(Collection entries)
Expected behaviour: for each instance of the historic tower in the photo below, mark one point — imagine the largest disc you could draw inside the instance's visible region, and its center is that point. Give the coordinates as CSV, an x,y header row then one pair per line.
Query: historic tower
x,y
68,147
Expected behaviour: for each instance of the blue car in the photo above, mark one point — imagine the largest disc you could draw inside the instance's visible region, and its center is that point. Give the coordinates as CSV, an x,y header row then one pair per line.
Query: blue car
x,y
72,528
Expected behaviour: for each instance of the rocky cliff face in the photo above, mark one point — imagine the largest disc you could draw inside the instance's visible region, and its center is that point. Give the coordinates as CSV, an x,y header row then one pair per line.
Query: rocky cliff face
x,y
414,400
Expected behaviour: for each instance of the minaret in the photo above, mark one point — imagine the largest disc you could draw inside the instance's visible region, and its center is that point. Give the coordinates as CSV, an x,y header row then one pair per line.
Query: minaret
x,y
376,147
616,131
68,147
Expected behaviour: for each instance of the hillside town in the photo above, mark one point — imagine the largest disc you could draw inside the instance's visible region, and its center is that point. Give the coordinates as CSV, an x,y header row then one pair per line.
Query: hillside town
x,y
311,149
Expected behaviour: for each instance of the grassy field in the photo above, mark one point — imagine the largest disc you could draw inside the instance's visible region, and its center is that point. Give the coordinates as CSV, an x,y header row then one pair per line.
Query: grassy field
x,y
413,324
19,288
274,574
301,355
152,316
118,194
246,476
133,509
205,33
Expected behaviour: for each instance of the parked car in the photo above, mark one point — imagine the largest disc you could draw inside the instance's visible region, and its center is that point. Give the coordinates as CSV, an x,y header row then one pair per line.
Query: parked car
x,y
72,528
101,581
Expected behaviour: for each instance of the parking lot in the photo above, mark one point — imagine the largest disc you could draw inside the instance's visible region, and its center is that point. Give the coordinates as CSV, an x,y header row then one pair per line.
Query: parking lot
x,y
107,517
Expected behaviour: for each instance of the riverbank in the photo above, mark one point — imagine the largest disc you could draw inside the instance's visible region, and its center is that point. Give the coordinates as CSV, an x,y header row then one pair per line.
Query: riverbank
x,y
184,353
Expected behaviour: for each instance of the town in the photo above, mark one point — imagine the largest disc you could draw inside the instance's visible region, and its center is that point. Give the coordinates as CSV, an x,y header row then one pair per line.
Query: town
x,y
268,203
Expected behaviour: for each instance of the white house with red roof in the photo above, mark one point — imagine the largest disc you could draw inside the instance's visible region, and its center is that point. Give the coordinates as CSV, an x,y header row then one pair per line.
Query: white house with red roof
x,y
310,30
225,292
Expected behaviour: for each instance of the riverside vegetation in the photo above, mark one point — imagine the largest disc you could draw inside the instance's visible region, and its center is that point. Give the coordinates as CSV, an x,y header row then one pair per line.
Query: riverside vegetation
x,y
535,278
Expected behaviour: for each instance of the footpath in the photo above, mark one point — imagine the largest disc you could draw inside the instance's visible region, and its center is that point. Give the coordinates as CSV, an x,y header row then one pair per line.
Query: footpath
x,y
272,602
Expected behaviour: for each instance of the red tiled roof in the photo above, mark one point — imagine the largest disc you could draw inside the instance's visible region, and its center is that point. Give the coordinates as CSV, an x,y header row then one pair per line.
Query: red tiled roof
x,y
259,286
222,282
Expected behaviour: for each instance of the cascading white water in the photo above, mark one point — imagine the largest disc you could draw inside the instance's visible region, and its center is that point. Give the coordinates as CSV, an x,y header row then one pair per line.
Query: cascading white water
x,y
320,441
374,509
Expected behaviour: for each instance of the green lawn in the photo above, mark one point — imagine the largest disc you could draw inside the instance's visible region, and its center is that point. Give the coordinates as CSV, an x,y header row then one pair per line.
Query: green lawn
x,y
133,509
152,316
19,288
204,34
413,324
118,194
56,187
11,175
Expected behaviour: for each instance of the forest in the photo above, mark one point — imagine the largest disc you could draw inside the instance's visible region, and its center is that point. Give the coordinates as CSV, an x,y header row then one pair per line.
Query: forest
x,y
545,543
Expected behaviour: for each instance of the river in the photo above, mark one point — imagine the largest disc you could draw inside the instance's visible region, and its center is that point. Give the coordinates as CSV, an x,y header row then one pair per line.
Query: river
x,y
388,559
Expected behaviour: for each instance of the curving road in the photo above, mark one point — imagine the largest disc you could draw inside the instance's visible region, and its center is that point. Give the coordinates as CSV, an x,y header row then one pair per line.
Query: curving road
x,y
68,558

==

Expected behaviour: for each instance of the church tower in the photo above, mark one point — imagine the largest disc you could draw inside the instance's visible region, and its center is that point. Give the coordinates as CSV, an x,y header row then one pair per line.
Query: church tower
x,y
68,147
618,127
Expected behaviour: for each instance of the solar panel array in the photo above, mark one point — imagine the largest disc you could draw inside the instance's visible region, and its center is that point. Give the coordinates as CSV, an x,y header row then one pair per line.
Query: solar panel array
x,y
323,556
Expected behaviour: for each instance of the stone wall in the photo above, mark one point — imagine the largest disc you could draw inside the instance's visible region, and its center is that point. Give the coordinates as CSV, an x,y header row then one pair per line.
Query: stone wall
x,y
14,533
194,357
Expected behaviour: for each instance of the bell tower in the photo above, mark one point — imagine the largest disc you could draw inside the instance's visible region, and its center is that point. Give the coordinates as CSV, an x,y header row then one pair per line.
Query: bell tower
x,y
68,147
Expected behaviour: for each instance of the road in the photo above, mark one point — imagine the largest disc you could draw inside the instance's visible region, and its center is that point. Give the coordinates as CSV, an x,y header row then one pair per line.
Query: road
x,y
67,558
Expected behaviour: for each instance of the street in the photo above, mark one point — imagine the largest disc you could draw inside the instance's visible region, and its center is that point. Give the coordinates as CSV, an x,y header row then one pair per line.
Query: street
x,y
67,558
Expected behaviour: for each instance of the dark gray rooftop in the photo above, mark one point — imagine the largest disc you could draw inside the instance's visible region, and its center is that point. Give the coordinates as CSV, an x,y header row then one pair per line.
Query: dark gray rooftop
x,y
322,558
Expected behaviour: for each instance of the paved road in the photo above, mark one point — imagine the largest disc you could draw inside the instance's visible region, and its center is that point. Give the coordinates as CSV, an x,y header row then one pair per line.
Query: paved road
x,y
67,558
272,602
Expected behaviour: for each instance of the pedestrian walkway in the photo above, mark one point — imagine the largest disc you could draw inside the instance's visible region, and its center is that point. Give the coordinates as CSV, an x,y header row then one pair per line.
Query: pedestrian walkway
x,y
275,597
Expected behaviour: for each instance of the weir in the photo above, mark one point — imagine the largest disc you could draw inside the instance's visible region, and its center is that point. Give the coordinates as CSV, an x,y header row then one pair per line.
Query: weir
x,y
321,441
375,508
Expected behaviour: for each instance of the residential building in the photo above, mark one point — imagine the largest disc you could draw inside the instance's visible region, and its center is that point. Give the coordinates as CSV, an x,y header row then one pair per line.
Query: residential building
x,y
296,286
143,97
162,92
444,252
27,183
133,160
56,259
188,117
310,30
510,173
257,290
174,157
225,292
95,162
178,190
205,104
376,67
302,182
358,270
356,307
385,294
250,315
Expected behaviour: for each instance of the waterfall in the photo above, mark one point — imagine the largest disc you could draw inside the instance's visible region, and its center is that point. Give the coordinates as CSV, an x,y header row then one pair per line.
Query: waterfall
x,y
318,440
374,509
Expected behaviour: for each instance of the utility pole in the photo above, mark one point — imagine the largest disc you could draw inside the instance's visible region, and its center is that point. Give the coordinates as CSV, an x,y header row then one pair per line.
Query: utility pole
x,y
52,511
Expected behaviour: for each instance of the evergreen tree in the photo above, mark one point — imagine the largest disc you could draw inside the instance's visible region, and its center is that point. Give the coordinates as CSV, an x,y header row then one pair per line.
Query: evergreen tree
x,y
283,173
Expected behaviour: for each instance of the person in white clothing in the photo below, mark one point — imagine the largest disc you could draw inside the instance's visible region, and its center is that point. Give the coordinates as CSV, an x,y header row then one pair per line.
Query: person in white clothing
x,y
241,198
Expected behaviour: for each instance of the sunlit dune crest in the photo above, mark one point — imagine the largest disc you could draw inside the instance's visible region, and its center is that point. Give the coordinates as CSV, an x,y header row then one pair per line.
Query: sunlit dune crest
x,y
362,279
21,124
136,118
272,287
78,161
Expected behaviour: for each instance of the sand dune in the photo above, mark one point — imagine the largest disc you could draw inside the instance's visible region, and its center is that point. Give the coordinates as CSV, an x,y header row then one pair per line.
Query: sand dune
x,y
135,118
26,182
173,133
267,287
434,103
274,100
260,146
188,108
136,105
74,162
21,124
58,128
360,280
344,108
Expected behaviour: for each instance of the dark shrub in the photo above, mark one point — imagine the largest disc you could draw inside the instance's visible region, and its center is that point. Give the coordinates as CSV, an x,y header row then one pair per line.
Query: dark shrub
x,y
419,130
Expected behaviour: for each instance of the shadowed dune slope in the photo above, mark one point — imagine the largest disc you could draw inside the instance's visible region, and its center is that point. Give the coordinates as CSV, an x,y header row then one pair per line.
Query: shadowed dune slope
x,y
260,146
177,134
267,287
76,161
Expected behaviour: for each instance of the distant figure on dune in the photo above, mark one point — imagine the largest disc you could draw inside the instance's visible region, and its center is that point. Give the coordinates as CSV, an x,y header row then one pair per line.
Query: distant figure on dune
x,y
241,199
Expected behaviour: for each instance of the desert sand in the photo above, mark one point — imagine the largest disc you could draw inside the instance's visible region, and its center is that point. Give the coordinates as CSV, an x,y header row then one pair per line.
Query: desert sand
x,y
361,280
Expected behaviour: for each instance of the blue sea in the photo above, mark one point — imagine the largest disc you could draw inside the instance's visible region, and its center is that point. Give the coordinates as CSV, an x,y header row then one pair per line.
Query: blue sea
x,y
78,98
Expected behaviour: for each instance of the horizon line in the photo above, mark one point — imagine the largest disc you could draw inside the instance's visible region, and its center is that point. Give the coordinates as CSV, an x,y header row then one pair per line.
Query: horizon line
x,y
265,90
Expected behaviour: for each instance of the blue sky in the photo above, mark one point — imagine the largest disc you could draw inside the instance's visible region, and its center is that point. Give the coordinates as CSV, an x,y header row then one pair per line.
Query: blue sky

* * *

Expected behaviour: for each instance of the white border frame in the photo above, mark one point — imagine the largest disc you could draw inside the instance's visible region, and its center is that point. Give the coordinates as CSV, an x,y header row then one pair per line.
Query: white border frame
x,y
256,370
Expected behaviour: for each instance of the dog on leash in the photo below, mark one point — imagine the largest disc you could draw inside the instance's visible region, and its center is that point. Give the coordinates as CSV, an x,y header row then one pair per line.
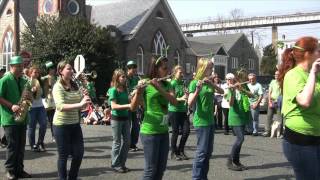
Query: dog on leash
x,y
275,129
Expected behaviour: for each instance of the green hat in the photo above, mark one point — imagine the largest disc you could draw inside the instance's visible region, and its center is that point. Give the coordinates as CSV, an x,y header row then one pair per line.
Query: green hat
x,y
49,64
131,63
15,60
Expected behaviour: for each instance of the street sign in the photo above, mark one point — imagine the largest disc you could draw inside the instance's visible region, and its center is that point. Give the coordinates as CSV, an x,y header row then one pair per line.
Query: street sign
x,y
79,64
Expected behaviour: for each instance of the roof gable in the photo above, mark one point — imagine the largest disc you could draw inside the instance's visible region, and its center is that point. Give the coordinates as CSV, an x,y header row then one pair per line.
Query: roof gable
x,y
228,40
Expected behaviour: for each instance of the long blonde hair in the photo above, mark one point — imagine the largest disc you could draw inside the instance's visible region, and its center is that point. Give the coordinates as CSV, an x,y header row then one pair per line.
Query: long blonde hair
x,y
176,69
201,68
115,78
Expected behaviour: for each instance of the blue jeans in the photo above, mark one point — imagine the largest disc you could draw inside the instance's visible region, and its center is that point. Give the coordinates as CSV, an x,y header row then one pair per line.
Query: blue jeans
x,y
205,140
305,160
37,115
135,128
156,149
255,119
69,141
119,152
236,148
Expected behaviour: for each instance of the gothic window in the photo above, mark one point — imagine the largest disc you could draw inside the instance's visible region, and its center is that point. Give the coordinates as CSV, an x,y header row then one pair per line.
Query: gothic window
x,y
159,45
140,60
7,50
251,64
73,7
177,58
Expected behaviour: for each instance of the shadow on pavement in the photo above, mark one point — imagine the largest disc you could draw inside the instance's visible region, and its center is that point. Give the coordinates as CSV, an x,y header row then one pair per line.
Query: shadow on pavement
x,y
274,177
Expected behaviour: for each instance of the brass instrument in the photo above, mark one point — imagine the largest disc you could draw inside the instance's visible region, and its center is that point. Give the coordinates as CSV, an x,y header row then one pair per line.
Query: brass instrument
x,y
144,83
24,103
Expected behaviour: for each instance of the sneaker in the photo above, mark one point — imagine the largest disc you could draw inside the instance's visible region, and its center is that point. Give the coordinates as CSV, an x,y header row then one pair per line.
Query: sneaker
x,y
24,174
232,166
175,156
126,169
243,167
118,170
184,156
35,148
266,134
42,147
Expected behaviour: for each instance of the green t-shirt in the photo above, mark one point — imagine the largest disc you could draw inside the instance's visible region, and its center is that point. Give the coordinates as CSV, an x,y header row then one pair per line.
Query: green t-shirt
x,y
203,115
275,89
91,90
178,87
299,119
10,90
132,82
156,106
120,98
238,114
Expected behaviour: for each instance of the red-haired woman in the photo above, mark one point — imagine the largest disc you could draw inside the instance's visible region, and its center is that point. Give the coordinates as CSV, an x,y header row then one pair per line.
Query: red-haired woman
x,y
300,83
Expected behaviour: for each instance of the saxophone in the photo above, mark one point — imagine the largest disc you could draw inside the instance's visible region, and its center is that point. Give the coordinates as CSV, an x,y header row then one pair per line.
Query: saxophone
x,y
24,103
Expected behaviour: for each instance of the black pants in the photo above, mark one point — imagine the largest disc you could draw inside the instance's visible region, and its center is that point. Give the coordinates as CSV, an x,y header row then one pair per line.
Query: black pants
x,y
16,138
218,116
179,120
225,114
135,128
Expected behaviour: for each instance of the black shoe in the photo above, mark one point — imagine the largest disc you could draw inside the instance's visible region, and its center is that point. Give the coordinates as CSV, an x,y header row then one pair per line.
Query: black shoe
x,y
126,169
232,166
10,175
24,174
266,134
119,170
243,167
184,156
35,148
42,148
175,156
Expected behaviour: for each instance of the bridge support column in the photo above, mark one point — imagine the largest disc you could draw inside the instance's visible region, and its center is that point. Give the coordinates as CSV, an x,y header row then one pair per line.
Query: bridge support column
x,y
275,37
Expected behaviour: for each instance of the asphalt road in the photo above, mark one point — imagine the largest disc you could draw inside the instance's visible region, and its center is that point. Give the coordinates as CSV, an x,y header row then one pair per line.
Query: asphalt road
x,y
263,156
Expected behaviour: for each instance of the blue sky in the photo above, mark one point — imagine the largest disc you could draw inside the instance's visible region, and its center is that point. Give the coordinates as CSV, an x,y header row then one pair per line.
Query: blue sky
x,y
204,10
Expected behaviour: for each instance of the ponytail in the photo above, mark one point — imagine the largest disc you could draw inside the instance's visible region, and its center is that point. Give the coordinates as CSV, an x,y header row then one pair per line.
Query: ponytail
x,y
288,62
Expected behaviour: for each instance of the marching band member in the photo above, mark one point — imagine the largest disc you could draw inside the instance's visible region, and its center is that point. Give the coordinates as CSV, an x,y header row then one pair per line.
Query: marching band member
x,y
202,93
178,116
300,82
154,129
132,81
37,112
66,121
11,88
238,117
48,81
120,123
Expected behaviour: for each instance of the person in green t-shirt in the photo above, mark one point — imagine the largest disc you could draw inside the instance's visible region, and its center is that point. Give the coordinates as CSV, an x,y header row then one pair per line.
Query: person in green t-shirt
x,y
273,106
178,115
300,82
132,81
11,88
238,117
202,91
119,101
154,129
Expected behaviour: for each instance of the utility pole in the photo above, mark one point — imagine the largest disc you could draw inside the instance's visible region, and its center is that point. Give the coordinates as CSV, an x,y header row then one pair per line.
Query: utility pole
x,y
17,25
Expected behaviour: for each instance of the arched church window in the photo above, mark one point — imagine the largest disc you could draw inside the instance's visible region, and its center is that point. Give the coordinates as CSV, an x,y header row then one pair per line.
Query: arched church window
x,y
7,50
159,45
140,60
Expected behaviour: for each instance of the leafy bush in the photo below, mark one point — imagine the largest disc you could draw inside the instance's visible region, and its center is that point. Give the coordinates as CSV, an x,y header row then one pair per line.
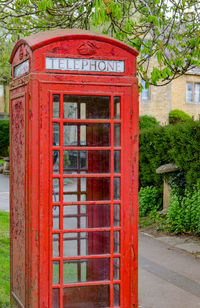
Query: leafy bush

• **ABOUT THIS TASK**: Search the records for the word "bush" and return every line that holds it.

• **ANSWER TO THE PROBLEM**:
Expected behaviour: for each instance of the leafy bush in the photo below, mark one point — imagine the largest disc you could draw inside the instance's visible region, and its center is that point. Give the coordinates as CSV, an x,y header row then one pair per line.
Query: leafy bush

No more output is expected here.